**PROBLEM STATEMENT**
Rewrite the rows below as a Markdown table with the columns "No." and "Text", starting with the line that contains "trace: <item>cloudy sky</item>" and going on through the last line of the rows. Skip blank lines.
↓↓↓
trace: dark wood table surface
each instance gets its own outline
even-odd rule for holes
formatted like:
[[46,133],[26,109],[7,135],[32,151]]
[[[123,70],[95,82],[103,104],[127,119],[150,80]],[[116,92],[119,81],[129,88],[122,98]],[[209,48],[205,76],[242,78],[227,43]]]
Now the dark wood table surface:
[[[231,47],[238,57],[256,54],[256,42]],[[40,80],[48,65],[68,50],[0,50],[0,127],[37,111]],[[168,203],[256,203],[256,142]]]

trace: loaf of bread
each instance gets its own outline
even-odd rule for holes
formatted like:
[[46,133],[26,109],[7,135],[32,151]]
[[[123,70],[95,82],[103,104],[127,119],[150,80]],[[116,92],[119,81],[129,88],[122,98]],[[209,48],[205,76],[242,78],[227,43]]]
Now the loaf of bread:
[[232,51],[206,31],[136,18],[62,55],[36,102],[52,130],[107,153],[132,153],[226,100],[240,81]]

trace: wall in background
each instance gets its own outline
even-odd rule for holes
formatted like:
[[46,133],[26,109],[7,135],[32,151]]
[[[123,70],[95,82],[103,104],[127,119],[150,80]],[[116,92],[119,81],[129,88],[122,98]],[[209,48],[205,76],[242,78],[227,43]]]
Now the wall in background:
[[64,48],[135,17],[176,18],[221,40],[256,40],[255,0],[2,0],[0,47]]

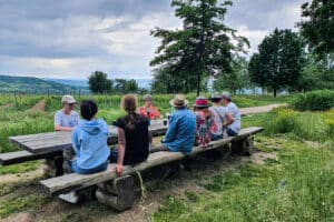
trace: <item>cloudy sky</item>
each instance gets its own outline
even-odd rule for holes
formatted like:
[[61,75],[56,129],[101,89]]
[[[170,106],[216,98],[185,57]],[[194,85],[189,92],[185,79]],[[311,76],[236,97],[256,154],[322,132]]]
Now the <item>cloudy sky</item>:
[[[234,0],[226,22],[249,39],[249,56],[276,27],[294,29],[305,1]],[[147,79],[155,27],[180,27],[170,0],[0,0],[0,73]]]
↑↑↑
**REPLY TO THE TASK**
| No. | Text |
|---|---|
| 1 | trace: <item>cloudy sky</item> |
| 2 | each instance gets its own outline |
| 3 | even-odd rule for holes |
| 4 | formatted like: |
| 5 | [[61,75],[56,129],[101,89]] |
| 6 | [[[170,106],[216,98],[185,57]],[[194,85],[189,92],[185,79]],[[311,76],[236,97],[256,154],[322,132]]] |
| 7 | Now the <item>cloudy sky</item>: |
| 8 | [[[234,0],[226,22],[249,39],[249,56],[276,27],[294,29],[305,1]],[[147,79],[155,27],[180,27],[170,0],[0,0],[0,73]]] |